[Input records]
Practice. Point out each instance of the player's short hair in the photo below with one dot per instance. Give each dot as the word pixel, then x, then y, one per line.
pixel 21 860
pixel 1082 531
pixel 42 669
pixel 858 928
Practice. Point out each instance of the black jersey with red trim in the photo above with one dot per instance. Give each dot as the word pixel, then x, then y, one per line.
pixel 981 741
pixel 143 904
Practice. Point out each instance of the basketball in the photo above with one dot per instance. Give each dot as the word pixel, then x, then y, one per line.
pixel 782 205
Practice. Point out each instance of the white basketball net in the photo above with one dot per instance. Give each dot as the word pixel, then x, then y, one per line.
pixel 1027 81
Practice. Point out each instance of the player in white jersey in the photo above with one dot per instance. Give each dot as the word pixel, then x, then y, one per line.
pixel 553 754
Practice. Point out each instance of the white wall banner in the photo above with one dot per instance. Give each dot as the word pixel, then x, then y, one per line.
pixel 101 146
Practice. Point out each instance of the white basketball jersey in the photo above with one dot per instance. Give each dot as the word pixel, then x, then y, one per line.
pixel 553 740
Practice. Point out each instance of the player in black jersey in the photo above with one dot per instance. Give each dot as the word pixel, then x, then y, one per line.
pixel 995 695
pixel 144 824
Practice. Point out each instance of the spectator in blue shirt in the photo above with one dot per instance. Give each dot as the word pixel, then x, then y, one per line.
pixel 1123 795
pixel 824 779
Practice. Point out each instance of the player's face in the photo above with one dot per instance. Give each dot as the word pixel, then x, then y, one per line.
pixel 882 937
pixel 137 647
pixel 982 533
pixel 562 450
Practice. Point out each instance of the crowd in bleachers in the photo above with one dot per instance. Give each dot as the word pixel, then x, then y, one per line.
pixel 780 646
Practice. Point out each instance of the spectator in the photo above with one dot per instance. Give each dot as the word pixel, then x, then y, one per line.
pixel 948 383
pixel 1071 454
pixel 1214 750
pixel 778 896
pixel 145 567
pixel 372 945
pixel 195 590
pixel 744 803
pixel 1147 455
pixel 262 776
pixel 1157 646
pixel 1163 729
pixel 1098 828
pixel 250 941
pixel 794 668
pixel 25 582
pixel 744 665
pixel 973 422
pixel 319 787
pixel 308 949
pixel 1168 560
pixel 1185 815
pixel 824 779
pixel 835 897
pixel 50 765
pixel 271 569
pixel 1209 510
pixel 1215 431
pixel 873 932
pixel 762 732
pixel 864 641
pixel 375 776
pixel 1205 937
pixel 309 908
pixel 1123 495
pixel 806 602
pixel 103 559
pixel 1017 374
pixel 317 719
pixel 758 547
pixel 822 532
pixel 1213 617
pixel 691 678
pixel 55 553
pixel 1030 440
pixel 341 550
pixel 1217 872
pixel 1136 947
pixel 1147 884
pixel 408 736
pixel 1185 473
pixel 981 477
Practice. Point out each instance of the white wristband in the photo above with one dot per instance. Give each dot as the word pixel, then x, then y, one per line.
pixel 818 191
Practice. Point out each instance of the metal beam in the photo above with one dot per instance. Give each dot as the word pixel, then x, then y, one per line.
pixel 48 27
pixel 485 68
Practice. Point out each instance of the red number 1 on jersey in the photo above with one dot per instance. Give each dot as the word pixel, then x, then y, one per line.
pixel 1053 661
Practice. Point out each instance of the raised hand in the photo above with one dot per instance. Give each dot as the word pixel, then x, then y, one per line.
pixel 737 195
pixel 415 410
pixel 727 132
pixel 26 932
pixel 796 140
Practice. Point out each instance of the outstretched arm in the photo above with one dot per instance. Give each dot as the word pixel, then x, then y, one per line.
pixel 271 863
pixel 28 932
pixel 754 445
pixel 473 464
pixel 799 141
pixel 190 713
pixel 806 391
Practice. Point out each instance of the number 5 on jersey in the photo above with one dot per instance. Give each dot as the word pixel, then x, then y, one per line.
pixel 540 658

[Work to complete] Copy the lines above word for word, from the first line through the line with "pixel 780 646".

[Answer]
Practice. Point out each instance of the player's short hair in the photo below with one dot per instance. Give each dot as the word pixel, then x, then y, one per line.
pixel 21 860
pixel 1082 531
pixel 42 669
pixel 858 928
Practice. Point out each instance of the black jersey with red trim in the photo above with one dot per instance. Give each dot as the word pixel, then x, then y, one per line.
pixel 981 741
pixel 143 904
Practice. Point out each instance of the basketball in the photo above with one dot per instance. Give each dot as the word pixel, then x, then y, one per line.
pixel 782 205
Practice. Point out each instance of the white basketball net in the photo above with one dot per instance. Give each dot as the word pixel, then x, then y, one per line.
pixel 1027 81
Practice. Point out each instance of the player in white jersey in the photo above with one dot per instance. Give each dot as the word pixel, then x, then y, one per line.
pixel 553 754
Practice. Point out each instance of the white wall banner in the photo above with one dot per instance. Give each dot as the word pixel, then x, then y, one per line.
pixel 101 146
Practice. Point out each instance of the white basketball jersey in the photo above with one dot per instance. Give each dot as the word pixel, then x, then y, one per line.
pixel 553 740
Practice. Point out each instance of the player in black jersey in the photo above with one dot per instance. Give each dot as the word pixel, then x, then y, one per line.
pixel 995 695
pixel 144 824
Practice. Point out each instance of the spectator in blue shirt in the photo above with one dot per instance. Give each dot as the word pixel, then x, then y, one per line.
pixel 1123 795
pixel 824 779
Practice. Point out each instance of the player's face in the photo above with one dot per instance. Give each dot as the word pixel, then x, then y, one per line.
pixel 882 937
pixel 137 647
pixel 982 533
pixel 562 450
Practice. Point out each instance of the crowd in bleachers in the photo above with one dot per instance. Give each dot as the word pixel, then x, then y, one per line.
pixel 780 646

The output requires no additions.